About this exercise: Transcribe exactly the lines from the top of the records below through the line that holds "written like <point>74,35</point>.", both included, with no pictures.

Natural language region descriptions
● ● ●

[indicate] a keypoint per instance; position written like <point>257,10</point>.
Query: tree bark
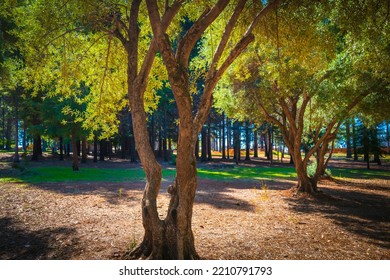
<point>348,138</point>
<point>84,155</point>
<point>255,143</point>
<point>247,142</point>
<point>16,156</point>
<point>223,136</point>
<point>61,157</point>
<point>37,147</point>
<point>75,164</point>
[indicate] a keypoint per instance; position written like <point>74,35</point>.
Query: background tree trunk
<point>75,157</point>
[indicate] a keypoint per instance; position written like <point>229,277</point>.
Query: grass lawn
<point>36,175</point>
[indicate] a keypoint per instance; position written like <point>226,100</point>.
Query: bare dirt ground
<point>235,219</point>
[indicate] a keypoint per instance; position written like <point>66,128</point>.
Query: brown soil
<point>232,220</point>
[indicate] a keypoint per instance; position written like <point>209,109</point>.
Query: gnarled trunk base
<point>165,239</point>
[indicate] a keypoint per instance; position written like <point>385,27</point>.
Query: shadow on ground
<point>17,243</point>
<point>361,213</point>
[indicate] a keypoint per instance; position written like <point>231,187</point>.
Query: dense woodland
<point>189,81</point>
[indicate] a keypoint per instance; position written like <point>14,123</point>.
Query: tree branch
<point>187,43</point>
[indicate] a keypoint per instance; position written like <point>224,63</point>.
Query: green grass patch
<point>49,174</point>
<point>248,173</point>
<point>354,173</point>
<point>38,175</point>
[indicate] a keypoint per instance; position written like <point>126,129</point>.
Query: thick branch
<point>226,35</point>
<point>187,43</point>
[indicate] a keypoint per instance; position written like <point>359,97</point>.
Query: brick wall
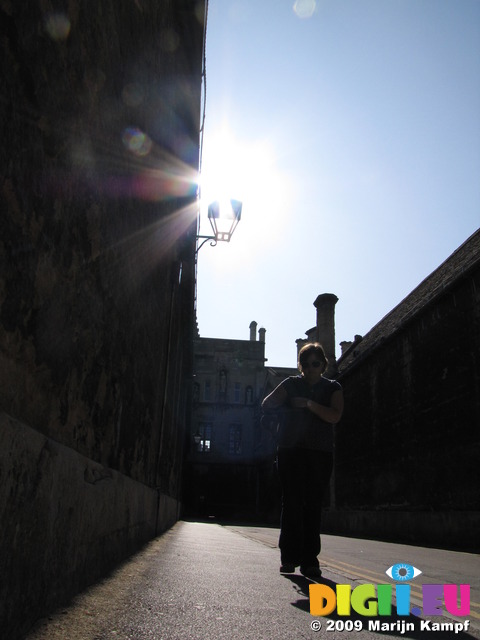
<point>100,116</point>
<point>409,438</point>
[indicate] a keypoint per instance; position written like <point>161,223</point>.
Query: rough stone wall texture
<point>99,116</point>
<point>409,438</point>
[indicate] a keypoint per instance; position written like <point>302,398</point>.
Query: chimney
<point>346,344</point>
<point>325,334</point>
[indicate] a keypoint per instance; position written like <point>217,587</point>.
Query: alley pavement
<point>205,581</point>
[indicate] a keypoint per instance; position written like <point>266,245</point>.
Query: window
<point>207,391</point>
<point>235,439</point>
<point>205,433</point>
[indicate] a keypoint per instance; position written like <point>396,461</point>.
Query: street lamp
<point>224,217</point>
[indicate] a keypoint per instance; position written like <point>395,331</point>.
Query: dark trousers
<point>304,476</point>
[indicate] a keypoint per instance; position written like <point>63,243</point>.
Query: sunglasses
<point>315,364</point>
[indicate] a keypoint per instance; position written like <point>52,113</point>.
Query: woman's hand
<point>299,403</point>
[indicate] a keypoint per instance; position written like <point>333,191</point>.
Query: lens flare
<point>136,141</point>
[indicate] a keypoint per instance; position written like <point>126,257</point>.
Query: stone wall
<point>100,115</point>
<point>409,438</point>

● ● ●

Result of the exercise:
[indicate] a keypoint per instance; position written like <point>257,10</point>.
Query: tree bark
<point>348,138</point>
<point>84,155</point>
<point>255,143</point>
<point>247,142</point>
<point>16,156</point>
<point>223,136</point>
<point>61,157</point>
<point>37,147</point>
<point>75,164</point>
[indicate] a keypoint per instance; position written like <point>74,35</point>.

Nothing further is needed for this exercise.